§ Exercise brief:
Will you output all of the data below exactly, omitting the images?

============

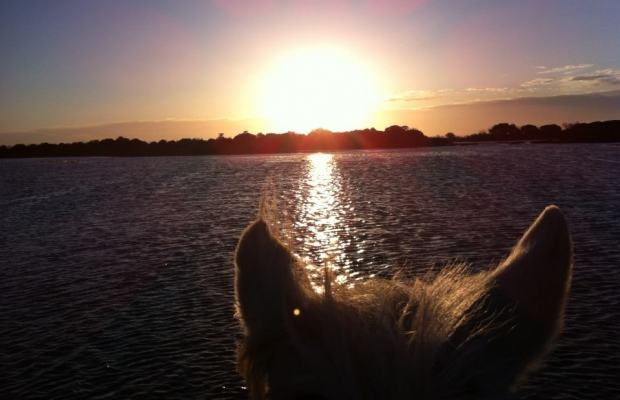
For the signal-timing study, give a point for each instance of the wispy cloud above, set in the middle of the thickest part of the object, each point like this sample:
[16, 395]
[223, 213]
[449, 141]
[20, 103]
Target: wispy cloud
[567, 69]
[604, 76]
[414, 95]
[539, 82]
[489, 89]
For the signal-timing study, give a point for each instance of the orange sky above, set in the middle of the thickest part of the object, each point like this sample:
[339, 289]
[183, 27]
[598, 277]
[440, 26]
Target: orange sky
[74, 70]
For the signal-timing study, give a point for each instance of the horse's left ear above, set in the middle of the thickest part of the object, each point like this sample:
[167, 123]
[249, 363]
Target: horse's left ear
[267, 287]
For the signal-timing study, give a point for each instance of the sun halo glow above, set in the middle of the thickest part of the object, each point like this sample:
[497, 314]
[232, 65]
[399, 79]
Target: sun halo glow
[318, 88]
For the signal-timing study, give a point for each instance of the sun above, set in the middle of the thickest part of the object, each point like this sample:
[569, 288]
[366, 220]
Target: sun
[319, 87]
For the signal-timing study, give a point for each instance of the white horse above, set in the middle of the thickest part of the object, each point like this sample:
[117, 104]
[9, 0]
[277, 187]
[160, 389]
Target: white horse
[458, 336]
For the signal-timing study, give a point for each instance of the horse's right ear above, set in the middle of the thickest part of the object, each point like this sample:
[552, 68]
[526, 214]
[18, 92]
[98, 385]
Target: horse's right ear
[266, 288]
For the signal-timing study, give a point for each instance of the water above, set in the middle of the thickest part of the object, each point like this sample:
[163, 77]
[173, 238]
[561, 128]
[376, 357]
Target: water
[116, 276]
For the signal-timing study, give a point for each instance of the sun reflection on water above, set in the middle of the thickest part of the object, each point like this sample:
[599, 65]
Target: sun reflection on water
[322, 223]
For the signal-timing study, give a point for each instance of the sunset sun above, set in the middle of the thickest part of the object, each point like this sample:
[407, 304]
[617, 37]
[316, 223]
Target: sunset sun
[318, 88]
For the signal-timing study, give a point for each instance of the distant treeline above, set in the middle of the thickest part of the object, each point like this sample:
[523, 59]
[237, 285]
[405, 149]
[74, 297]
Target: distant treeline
[244, 143]
[318, 140]
[594, 132]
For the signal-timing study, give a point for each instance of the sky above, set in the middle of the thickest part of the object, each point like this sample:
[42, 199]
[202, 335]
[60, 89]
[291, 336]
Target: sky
[154, 69]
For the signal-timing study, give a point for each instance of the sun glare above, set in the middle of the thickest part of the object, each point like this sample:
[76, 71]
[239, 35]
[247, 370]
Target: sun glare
[318, 88]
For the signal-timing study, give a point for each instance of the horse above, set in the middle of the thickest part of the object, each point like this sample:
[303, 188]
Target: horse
[456, 335]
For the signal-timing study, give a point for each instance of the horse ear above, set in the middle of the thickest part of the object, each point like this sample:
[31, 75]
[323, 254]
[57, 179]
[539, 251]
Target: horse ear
[526, 305]
[266, 288]
[537, 273]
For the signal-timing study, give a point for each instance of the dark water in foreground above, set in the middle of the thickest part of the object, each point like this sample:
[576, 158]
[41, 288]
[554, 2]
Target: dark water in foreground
[116, 276]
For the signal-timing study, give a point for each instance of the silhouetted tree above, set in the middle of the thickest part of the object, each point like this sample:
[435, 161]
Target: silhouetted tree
[530, 131]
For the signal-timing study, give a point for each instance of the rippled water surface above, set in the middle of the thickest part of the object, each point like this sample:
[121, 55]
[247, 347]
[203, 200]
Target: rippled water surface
[116, 276]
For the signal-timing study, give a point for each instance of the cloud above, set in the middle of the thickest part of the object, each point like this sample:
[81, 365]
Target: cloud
[539, 82]
[567, 69]
[414, 95]
[471, 117]
[605, 76]
[489, 89]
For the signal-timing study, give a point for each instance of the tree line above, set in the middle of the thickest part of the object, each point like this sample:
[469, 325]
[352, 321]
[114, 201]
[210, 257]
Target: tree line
[244, 143]
[394, 136]
[594, 132]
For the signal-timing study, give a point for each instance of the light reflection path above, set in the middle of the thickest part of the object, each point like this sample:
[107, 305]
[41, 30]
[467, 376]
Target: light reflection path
[322, 223]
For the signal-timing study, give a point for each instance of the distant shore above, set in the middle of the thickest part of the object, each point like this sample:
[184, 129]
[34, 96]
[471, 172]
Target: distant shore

============

§ Exercise answer:
For the signal-timing study, give a point for each instance of the wispy cloud above, set in the middle of the thickest part of the object, each point like this sample:
[16, 395]
[223, 213]
[449, 141]
[20, 103]
Target: wispy cloud
[567, 69]
[604, 76]
[414, 95]
[539, 82]
[489, 89]
For the signal-timing study, give a point for each instance of the orange sky above, set in the middle of the thickest part of the object, each point like this sample:
[339, 289]
[183, 27]
[598, 277]
[440, 26]
Target: orange sky
[74, 70]
For the signal-timing study, give a point for each instance of the horse's left ear above, set in the middle of the thickest part of the object, each point like this sample:
[167, 123]
[249, 363]
Target: horse's left ear
[267, 287]
For the signal-timing study, give a point for each instance of the sun halo glow above, set in the middle of the thickest part of the object, each point like this sample:
[497, 314]
[232, 65]
[399, 79]
Target: sun halo glow
[318, 88]
For the signal-timing study, give a point for each instance of the sun above, set in the middle of the thickest part of the object, each point like this sample:
[569, 288]
[366, 220]
Target: sun
[319, 87]
For the signal-timing study, give a point for each instance of the white horse above, set in the middle of the thickest part of the object, each point like this sample:
[117, 104]
[9, 0]
[277, 187]
[160, 389]
Target: white horse
[458, 336]
For the signal-timing study, give a point for each instance of the horse's right ear above, set in the middle of the thickest part of the object, each point like this sample:
[552, 68]
[526, 214]
[18, 92]
[98, 385]
Target: horse's right ear
[266, 288]
For the signal-timing study, give a point for each instance of the water above, set in the middle of the thickest part of the object, each point like this sample:
[163, 77]
[173, 238]
[561, 128]
[376, 357]
Target: water
[116, 276]
For the signal-timing study, give a point for each instance of the sun reflection on water above, set in the middle of the thickest part of the object, each point like this sample:
[599, 65]
Target: sun reflection on water
[322, 223]
For the signal-timing study, give a point for each instance of the sunset sun above, set in the middle of the thickest part of the object, each point like this sample:
[407, 304]
[617, 37]
[316, 223]
Target: sunset sun
[318, 88]
For the signal-timing study, give a point for each instance of the distant treeline above, set in the middle of the thickest part of the object, each point like this sample:
[523, 59]
[237, 285]
[405, 149]
[74, 297]
Target: distant treeline
[244, 143]
[318, 140]
[594, 132]
For the signal-timing study, give a point for each instance of the sky above, set in the middle of the thickest part of the object, each point like this sample:
[42, 199]
[202, 335]
[60, 89]
[291, 336]
Target: sky
[154, 69]
For the signal-timing study, give a point for each instance of the sun glare above, set in the middle of the thickest part of the object, each point like this sample:
[76, 71]
[239, 35]
[247, 370]
Target: sun glare
[318, 88]
For the signal-timing study, give a point for each instance of the horse above, set in the middle of the thickest part of the object, each point like this sample:
[303, 188]
Target: horse
[456, 335]
For the signal-timing study, give a point for each instance of the horse ear above, set in the middle of the thickest part of the object, each point like this sample:
[31, 75]
[323, 254]
[57, 179]
[539, 251]
Target: horse ear
[526, 305]
[266, 288]
[537, 273]
For the signal-timing study, give a point for each instance of the dark water in foreground above, set in the middle of the thickest part of the object, each point like this sample:
[576, 158]
[41, 288]
[554, 2]
Target: dark water in foreground
[116, 276]
For the signal-timing study, give a point for each instance of the silhouetted tree above, set in the middle of the thickest part of the object, each point like this sample:
[435, 161]
Target: silhouetted tree
[530, 131]
For the signal-timing study, give a point for each instance of the rippled water surface above, set in the middle of the thickest part of the object, each point like this sample:
[121, 55]
[247, 347]
[203, 200]
Target: rippled water surface
[116, 276]
For the signal-timing study, give a point for each instance of the cloud above, set in the middle of the thickest part of the object, each point like this sample:
[81, 365]
Target: cloud
[539, 82]
[567, 69]
[414, 95]
[471, 117]
[605, 76]
[489, 89]
For the signal-timing study, give a point for each instance of the tree line above, set in the middle of the thickest part of the object, each point like this sample:
[469, 325]
[352, 321]
[114, 201]
[210, 257]
Target: tree line
[244, 143]
[394, 136]
[594, 132]
For the signal-timing study, give a point for each instance of the light reflection path above, set in the middle of the thickest part of the object, each point like this sample:
[107, 305]
[41, 30]
[467, 376]
Target: light reflection path
[322, 223]
For the signal-timing study, give a point for each instance of the distant shore above, set in the middle of the thickest part of the object, each point like this sample:
[184, 129]
[34, 96]
[471, 172]
Target: distant shore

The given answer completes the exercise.